- [Data extract]:
==========
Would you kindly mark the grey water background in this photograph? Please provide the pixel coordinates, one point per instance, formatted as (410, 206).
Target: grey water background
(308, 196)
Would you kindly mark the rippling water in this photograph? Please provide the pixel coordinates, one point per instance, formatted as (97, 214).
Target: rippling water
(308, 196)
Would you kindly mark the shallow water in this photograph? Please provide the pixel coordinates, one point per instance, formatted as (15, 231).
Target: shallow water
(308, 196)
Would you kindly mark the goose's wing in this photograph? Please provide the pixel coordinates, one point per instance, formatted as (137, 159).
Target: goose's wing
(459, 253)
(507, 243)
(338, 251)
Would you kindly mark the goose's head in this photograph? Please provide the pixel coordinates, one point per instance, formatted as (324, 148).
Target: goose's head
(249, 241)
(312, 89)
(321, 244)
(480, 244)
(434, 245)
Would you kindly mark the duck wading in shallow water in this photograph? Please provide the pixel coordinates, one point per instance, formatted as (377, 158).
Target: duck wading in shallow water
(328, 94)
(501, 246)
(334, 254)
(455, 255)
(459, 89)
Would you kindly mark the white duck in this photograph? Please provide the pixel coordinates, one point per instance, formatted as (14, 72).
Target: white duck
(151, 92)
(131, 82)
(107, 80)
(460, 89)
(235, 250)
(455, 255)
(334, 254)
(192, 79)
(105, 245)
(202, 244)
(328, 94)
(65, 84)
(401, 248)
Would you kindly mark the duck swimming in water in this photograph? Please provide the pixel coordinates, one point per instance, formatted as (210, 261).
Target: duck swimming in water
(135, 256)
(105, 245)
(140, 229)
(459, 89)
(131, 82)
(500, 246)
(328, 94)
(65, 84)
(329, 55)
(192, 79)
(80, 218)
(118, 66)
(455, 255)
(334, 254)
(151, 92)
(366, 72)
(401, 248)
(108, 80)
==========
- [Request]: Put the records above into a two-column CSV with the headers text and answer, one row per record. Place each record's text and its answer in a single quoted field apiece, with line breaks turned into spaces.

- [Written response]:
text,answer
"Would you kindly mark the grey water background in this photograph? Please provide the pixel coordinates, one point per instance, formatted as (410, 206). Target: grey water background","(308, 196)"
"Would you kindly mark the rippling water in this photograph? Please provide the pixel coordinates, one point per instance, formatted as (97, 214). Target: rippling water","(308, 196)"
"Would you kindly mark the shallow water in this photograph? Please provide the pixel coordinates, one point per instance, formatted as (15, 231). Target: shallow water","(308, 196)"
"Would you kindly mark the goose's wing in this photograph? Please provide the pixel coordinates, one point per instance, formatted as (137, 159). Target: goose's wing","(459, 253) (507, 243) (338, 251)"
"Would you kindly mark the goose's head in this photograph? Please provide the pixel coordinates, one point per instance, formatted as (324, 148). Target: goose's head","(249, 241) (312, 89) (321, 244) (480, 244) (434, 245)"
"Would you kindly mark the duck wading in shallow water in this photograph? Please provide the pixel coordinates, one point per instance, formatted as (377, 158). Target: duck wading in shallow water","(328, 94) (501, 246) (334, 254) (455, 255) (459, 89)"
"Would you kindly mark the white duck in this photograph? Please provide the pixel coordinates, one point per instance, formatted as (14, 72). Target: white duck","(151, 92) (131, 82) (107, 80) (460, 89) (235, 250) (455, 255) (334, 254) (192, 79) (105, 245) (202, 244) (328, 94) (65, 84) (401, 248)"
"Would you kindly mark the duck swimming in water in this photograph? Please provide the pixel coordinates, one point per instance, formatted as (210, 261). Target: duck swimming in water","(135, 256) (105, 245) (140, 229) (459, 89) (131, 82) (500, 246) (328, 94) (65, 84) (329, 55) (192, 79) (80, 218) (118, 66) (455, 255) (334, 254) (151, 92) (366, 72) (401, 248) (108, 80)"